> **GIVEN RECORDS**:
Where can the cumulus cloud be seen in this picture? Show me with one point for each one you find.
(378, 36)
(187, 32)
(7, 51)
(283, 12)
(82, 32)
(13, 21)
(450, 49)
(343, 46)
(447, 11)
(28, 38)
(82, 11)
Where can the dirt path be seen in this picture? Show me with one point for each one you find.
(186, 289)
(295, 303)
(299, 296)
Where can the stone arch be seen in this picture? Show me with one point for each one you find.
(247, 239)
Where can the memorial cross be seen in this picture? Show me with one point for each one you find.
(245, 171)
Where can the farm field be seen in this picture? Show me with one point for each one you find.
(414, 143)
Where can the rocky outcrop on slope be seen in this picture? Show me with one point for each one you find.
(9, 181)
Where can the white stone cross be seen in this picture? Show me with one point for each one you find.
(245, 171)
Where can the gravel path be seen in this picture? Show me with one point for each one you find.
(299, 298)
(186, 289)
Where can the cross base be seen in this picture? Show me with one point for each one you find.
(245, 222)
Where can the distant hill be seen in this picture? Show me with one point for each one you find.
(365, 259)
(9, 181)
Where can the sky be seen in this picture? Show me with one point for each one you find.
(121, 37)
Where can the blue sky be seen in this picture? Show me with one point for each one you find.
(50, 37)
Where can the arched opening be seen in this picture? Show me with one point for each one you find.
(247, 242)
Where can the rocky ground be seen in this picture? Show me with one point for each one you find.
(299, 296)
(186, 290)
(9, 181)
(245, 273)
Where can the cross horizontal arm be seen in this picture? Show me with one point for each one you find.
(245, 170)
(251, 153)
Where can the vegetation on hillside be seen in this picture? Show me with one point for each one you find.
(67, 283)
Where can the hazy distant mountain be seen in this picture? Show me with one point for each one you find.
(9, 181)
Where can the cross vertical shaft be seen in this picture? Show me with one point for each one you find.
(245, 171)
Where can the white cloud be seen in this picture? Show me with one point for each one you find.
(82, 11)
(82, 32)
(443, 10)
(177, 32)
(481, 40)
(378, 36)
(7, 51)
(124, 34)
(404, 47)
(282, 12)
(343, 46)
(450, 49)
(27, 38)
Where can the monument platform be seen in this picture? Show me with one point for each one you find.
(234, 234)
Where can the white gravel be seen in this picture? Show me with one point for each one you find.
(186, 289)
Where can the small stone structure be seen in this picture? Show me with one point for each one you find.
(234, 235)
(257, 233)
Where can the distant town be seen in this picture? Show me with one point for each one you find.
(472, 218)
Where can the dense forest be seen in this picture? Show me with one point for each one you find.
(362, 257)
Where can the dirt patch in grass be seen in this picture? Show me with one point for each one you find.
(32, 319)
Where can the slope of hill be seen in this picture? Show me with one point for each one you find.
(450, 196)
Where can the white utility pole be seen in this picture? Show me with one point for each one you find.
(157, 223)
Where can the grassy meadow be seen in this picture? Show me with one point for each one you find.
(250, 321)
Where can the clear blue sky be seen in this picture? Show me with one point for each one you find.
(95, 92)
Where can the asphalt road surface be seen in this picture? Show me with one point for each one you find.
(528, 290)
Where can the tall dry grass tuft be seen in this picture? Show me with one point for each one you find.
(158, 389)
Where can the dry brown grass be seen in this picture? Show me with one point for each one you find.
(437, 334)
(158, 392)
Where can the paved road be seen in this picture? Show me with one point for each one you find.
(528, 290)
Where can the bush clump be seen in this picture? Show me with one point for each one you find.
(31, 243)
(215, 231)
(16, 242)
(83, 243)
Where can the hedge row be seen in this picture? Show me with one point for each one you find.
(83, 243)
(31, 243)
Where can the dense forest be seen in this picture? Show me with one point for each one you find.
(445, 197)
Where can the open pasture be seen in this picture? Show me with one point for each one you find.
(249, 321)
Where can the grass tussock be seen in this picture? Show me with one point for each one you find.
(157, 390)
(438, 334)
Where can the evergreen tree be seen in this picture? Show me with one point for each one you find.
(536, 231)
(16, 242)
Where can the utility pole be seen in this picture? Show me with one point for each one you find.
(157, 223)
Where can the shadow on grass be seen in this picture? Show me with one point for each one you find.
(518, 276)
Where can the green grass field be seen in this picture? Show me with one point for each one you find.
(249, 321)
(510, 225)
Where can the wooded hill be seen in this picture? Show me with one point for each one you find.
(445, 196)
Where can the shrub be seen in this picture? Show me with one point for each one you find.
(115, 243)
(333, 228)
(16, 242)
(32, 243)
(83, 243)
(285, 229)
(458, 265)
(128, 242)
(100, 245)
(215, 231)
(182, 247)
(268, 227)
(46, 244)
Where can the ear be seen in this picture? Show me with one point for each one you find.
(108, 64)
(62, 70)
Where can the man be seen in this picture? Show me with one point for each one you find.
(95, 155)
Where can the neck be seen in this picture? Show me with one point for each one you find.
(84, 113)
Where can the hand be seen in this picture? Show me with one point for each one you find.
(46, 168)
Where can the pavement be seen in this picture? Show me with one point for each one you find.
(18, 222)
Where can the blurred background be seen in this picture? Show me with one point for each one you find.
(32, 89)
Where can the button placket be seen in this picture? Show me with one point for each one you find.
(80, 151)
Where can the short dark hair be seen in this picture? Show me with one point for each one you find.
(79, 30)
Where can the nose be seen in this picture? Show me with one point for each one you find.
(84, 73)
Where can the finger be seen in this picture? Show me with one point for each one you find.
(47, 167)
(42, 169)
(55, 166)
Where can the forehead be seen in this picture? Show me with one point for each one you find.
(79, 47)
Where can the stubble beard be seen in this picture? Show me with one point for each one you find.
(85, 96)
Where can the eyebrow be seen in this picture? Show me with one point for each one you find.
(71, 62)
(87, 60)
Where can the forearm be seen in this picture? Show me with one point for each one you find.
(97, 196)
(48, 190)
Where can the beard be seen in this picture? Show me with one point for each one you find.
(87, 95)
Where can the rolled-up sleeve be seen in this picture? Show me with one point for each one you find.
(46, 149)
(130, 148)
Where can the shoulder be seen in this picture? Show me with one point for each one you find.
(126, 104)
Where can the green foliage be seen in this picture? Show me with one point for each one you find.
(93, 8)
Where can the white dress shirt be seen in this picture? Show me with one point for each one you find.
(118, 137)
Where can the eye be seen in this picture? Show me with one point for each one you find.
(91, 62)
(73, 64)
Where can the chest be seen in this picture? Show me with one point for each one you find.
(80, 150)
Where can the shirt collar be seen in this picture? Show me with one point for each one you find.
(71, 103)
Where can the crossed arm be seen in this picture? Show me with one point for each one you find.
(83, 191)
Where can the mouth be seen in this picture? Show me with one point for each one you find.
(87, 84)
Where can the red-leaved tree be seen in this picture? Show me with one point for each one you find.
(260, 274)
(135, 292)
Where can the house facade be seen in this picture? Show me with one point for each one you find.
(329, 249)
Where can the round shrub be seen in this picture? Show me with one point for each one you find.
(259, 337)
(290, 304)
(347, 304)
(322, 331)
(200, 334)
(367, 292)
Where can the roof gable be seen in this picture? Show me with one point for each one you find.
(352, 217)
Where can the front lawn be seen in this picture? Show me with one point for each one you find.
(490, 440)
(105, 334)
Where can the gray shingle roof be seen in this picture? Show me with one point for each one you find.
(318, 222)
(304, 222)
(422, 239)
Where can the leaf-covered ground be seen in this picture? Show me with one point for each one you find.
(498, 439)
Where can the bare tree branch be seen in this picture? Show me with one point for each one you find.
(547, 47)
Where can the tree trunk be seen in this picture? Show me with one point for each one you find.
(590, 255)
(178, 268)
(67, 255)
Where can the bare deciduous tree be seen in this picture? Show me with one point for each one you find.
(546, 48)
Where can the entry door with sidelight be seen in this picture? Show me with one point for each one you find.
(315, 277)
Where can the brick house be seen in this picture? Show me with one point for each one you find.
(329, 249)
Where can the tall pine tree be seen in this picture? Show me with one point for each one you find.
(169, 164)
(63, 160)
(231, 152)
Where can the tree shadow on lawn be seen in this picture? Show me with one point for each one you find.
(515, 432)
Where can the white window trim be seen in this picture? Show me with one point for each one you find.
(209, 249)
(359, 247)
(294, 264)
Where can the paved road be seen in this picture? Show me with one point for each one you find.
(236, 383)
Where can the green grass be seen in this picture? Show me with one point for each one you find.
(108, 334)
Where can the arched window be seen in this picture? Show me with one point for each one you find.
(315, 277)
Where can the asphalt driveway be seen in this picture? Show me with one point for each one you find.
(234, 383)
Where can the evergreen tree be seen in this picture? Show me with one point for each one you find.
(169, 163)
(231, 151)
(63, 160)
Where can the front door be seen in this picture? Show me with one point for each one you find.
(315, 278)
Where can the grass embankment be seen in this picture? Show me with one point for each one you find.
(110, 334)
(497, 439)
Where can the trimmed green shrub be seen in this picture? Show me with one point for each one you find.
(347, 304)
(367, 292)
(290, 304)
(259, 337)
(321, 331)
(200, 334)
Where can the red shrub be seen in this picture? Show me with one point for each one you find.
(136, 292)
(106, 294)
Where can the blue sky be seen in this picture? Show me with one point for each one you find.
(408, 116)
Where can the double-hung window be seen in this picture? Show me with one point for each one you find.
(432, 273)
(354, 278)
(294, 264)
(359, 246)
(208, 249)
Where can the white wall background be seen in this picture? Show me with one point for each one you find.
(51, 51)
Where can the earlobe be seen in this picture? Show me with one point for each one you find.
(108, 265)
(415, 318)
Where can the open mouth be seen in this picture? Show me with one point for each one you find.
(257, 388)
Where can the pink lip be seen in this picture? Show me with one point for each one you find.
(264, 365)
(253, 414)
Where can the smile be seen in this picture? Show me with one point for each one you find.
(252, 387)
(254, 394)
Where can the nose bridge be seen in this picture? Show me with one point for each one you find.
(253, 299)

* * *

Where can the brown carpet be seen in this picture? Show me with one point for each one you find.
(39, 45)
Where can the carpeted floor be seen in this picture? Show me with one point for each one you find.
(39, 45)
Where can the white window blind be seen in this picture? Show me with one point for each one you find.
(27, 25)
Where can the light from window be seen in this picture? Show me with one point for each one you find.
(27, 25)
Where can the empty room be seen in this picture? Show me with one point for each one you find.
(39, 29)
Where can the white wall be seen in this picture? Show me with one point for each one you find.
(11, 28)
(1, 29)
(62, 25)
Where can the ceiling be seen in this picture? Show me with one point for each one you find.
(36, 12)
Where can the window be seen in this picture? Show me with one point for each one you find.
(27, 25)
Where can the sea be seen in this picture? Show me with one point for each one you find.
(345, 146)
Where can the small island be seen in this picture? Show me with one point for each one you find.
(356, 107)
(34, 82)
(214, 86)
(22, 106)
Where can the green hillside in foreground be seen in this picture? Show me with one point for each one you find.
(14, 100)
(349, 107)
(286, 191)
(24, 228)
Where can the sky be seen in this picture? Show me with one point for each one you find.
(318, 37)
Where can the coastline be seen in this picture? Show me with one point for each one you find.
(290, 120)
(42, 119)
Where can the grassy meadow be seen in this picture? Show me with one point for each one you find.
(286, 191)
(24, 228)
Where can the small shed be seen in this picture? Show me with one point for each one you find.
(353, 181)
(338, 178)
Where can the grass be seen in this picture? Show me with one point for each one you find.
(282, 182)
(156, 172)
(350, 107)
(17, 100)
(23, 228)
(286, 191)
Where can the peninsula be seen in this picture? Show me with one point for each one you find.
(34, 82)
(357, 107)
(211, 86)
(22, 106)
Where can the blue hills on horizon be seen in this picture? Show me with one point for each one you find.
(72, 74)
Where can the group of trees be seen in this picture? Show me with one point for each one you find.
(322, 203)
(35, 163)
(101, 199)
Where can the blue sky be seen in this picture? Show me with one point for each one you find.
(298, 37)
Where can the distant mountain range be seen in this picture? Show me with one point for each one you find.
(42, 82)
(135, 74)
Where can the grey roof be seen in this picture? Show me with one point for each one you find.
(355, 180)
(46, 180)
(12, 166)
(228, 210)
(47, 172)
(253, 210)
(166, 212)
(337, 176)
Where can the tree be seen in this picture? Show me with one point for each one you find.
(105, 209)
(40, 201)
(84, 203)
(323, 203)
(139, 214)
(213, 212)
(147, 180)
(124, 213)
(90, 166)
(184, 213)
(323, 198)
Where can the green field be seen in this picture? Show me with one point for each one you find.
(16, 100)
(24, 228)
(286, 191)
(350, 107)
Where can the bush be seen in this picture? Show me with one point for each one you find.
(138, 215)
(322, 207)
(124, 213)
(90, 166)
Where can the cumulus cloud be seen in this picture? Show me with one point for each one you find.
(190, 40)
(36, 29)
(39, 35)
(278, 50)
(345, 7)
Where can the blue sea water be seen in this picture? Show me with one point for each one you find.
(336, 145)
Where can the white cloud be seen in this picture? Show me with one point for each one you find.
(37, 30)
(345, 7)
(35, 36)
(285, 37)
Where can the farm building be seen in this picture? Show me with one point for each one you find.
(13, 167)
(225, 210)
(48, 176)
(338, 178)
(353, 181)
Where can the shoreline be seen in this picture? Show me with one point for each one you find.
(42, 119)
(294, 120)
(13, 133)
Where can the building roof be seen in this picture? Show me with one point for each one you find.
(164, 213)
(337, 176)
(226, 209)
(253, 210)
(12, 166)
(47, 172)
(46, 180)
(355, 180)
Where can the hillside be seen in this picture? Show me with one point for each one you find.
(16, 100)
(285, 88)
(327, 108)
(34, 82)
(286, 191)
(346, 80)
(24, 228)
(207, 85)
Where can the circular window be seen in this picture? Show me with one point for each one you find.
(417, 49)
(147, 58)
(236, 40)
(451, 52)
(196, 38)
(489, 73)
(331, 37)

> **INSTRUCTION**: Please state how many lines of the data above contain the string "small", treating uppercase and lowercase as different, and reply with only that number.

> **COMPLETE OUTPUT**: 3